→ EXERCISE AIM:
Reproduce the listing below, changing every occurrence of "query" to "search term" and leaving everything else unchanged.

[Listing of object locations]
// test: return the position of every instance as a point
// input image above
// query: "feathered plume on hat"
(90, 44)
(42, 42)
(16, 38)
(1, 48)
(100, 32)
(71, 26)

→ THE REPLY:
// test: return the position of every instance as a point
// input image above
// search term: "feathered plume on hat"
(90, 44)
(42, 42)
(16, 38)
(1, 48)
(100, 32)
(71, 26)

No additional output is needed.